What is being asked: Extract, exactly as written, all lines of the material below from the line that includes "point_to(query) returns one keypoint per instance of the stone" through its last line.

Supplied material:
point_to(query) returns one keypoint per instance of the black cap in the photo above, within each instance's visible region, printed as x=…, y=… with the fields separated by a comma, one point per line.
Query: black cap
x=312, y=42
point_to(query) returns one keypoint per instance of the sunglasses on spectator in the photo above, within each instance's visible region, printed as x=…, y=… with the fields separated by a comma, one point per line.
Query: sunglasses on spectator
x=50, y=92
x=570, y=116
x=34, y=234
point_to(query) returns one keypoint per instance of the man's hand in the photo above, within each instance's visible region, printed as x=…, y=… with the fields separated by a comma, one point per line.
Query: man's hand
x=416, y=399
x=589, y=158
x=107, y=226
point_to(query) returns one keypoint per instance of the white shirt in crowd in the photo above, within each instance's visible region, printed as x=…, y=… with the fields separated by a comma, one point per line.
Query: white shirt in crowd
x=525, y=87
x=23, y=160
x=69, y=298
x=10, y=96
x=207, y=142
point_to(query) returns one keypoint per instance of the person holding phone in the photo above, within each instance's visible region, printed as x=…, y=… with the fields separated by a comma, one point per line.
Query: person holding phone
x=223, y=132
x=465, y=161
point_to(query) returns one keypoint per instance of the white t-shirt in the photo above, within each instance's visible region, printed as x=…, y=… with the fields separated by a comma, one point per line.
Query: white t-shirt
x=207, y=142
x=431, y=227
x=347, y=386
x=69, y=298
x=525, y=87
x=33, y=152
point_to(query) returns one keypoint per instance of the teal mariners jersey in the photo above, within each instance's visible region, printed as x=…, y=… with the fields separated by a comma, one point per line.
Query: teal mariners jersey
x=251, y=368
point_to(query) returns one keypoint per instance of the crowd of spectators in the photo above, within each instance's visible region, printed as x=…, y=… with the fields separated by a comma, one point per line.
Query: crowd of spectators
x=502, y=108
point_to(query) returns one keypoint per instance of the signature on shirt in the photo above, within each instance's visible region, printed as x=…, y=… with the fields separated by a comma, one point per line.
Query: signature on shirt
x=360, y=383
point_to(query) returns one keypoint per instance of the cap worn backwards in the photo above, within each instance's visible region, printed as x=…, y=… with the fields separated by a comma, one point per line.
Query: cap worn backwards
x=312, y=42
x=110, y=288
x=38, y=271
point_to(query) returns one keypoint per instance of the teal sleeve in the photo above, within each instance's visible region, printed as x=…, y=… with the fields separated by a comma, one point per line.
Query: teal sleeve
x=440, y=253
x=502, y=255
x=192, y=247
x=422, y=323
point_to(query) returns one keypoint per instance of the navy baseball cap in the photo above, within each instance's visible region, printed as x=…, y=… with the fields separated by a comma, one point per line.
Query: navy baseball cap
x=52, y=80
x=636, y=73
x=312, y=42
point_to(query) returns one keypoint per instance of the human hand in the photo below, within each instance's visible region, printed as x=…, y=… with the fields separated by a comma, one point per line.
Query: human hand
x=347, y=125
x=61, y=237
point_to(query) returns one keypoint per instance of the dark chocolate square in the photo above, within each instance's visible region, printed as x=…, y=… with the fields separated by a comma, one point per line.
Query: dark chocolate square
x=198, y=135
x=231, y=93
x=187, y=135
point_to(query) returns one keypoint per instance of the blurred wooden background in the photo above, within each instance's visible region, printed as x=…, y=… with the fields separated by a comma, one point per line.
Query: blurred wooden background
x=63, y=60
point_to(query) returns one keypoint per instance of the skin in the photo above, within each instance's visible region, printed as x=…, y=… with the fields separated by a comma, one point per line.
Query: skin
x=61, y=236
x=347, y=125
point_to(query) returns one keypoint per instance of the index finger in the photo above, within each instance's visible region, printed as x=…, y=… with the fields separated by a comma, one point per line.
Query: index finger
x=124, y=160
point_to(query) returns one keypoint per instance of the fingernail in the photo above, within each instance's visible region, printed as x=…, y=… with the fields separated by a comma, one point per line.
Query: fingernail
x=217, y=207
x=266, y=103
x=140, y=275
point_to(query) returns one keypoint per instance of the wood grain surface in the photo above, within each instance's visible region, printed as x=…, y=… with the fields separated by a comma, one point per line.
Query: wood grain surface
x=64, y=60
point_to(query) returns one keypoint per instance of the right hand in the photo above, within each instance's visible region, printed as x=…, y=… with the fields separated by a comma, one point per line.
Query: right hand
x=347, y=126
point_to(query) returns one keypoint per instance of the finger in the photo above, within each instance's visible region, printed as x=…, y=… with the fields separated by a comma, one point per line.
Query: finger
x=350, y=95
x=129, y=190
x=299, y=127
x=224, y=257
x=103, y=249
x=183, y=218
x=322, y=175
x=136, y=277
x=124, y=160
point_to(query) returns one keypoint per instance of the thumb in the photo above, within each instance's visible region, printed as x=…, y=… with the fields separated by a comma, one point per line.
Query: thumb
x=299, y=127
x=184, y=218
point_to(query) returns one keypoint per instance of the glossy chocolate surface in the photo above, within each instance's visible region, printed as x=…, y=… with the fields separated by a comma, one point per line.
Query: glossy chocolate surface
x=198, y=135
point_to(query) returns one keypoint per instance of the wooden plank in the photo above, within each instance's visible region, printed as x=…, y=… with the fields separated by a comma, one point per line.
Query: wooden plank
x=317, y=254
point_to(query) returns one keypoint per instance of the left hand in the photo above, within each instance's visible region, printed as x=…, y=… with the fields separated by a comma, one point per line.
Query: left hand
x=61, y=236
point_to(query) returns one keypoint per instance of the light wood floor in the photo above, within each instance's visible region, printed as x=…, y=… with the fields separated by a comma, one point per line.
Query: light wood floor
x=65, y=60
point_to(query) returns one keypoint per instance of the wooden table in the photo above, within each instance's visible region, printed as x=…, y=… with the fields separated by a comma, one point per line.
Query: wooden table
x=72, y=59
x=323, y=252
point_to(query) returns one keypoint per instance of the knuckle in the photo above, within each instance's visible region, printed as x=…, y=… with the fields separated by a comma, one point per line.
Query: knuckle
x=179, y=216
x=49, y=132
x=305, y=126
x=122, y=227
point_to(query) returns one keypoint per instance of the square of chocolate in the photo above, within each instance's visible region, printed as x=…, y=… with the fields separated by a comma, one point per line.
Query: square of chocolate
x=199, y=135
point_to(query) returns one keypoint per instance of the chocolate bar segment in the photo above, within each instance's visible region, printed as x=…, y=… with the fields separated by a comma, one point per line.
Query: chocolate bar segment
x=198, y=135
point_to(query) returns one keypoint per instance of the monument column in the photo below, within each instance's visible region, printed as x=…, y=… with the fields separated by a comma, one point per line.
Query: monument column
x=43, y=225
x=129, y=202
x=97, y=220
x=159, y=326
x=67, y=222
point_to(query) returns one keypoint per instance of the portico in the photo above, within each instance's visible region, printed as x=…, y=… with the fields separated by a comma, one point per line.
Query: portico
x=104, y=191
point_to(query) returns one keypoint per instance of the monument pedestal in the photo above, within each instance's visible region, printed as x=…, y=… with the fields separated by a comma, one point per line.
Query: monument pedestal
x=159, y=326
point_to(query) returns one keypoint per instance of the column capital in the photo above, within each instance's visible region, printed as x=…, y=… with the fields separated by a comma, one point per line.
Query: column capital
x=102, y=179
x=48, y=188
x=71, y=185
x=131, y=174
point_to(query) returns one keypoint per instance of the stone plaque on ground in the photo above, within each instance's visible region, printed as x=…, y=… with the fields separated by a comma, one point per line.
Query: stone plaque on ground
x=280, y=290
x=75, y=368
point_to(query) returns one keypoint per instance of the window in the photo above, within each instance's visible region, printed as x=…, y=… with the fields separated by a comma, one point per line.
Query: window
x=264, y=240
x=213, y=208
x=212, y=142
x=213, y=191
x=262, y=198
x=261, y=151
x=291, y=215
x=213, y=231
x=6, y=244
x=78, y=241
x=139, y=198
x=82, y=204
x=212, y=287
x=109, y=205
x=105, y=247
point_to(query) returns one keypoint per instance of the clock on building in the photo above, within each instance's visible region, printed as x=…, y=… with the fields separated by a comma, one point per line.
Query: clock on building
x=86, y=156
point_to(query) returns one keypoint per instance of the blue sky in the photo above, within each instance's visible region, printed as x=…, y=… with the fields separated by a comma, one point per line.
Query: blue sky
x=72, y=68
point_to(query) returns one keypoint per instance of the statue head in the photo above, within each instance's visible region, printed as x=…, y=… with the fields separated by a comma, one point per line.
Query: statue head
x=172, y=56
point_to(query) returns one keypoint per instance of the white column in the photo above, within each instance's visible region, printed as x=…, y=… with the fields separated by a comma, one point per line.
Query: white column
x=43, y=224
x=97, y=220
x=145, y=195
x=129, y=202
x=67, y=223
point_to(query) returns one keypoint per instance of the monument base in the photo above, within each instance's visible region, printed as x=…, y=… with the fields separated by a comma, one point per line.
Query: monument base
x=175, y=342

Full response:
point_to(query) returns one keypoint per instance of the stone plaque on ground in the photo above, within each instance's visible region, printed as x=…, y=… with the fields separated by a comma, one point per line.
Query: stone plaque on ground
x=280, y=290
x=75, y=368
point_to(query) returns one keypoint per instance of the window in the photo above, within each instance's visible region, printed as x=…, y=… with the fields separated by a comma, one point per line.
Query: window
x=264, y=240
x=213, y=208
x=212, y=142
x=213, y=191
x=262, y=198
x=261, y=151
x=291, y=215
x=213, y=231
x=6, y=244
x=78, y=241
x=139, y=198
x=82, y=204
x=212, y=287
x=109, y=205
x=105, y=247
point_to(query) returns one keypoint per instance of the clock on building in the photo above, within each instance's visible region, printed as x=…, y=… with the fields separated by a comma, one point per line.
Query: clock on building
x=86, y=156
point_to(query) returns one keypoint per instance of the blue sky in the photo above, within each instance's visible region, printed as x=…, y=… with the fields separated by a comma, one point per line.
Query: blue sky
x=72, y=68
point_to(query) returns one keypoint per instance of the statue head in the photo above, within each instance's visible region, printed as x=…, y=… with the fields separated by a comma, one point per line.
Query: statue head
x=172, y=56
point_to(query) returns one keypoint per instance of the white column in the photo above, within each instance's visible region, printed as x=…, y=… with the fields separated by a comma, one point per line.
Query: white column
x=43, y=224
x=97, y=220
x=145, y=195
x=129, y=202
x=67, y=223
point_to(query) returns one keypoint per instance of the monument base in the photo above, within each instance's visible region, printed as x=…, y=… with the fields separated by a comma, one point per line.
Query: monument base
x=175, y=342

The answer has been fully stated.